THE PROBLEM: Could you render the listing below as a numbered list, skipping any blank lines?

DATA FOR THIS TASK:
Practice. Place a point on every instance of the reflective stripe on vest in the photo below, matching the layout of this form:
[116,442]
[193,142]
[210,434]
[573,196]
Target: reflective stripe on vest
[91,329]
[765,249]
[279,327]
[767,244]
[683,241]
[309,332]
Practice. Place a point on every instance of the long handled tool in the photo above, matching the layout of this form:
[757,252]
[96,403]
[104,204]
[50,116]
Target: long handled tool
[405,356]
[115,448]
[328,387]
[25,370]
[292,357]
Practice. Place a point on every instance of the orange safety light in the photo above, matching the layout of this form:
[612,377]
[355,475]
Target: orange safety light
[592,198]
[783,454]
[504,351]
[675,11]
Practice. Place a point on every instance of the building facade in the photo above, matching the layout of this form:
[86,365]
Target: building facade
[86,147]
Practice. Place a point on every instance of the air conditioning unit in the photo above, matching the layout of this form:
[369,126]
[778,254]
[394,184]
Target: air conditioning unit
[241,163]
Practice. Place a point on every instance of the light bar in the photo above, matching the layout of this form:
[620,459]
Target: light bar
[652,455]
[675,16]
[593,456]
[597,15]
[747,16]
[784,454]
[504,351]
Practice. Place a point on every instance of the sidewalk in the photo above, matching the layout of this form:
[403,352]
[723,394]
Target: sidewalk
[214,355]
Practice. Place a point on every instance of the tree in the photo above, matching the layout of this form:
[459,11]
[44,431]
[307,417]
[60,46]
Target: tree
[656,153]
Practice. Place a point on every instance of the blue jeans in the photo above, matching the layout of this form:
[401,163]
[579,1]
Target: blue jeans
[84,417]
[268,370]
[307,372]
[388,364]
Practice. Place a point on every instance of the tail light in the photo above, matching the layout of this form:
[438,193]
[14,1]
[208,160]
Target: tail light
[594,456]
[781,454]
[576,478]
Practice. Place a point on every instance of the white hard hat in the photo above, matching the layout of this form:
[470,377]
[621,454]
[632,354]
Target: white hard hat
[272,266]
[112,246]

RESULT:
1. Practice. Place a point on every instance of the reflective stripe on vest in the photo below, matching the layout of this form:
2. [116,442]
3. [193,142]
4. [210,434]
5. [573,196]
6. Target: reflective stripe on vest
7. [91,329]
8. [765,249]
9. [279,327]
10. [767,244]
11. [683,241]
12. [309,332]
13. Practice. Place a point on every instance of the long handled tool in the photo above, matching the layout of this form:
14. [757,252]
15. [96,403]
16. [104,204]
17. [50,116]
18. Target: long handled tool
19. [405,356]
20. [115,448]
21. [328,387]
22. [25,370]
23. [292,357]
24. Practice. Place a point on every instance of the orange safety light in the photo above, matching the layout of this form:
25. [612,377]
26. [355,475]
27. Target: orange safety light
28. [592,198]
29. [783,454]
30. [504,351]
31. [675,11]
32. Practice. Place a point on every instance of the building facade in the photo above, matching the layout of this form:
33. [86,365]
34. Target: building facade
35. [86,147]
36. Practice. Place a point on every instance of the air conditioning unit in the photo above, matching the layout of this form:
37. [369,126]
38. [778,254]
39. [394,184]
40. Target: air conditioning unit
41. [241,163]
42. Practice. Place a point on every instance of the light bar in the photo above, matching the layout of this form:
43. [620,459]
44. Target: light bar
45. [652,455]
46. [675,16]
47. [593,456]
48. [597,15]
49. [747,16]
50. [784,454]
51. [504,351]
52. Practice. Place a point on every instance of the sidewalk in the photo above, matching the layout of this form:
53. [403,352]
54. [723,394]
55. Target: sidewalk
56. [214,355]
57. Practice. Place a point on every instance of the tree in the photo above, matching the layout of this form:
58. [459,11]
59. [44,431]
60. [307,417]
61. [60,46]
62. Target: tree
63. [656,153]
64. Practice. Place a point on every instance of the blue jeans in the photo above, matching the layout of this form:
65. [401,163]
66. [579,1]
67. Target: blue jeans
68. [84,417]
69. [268,370]
70. [307,372]
71. [388,364]
72. Practice. Place a point on every instance of the tail light in the photo above, matching the layout of this form:
73. [438,193]
74. [14,1]
75. [208,160]
76. Target: tail light
77. [594,456]
78. [781,454]
79. [576,478]
80. Practice. Place a point on every instance of the white hard hat in the photo above, matching the layout of this form:
81. [470,377]
82. [621,454]
83. [632,354]
84. Target: white hard hat
85. [272,266]
86. [112,246]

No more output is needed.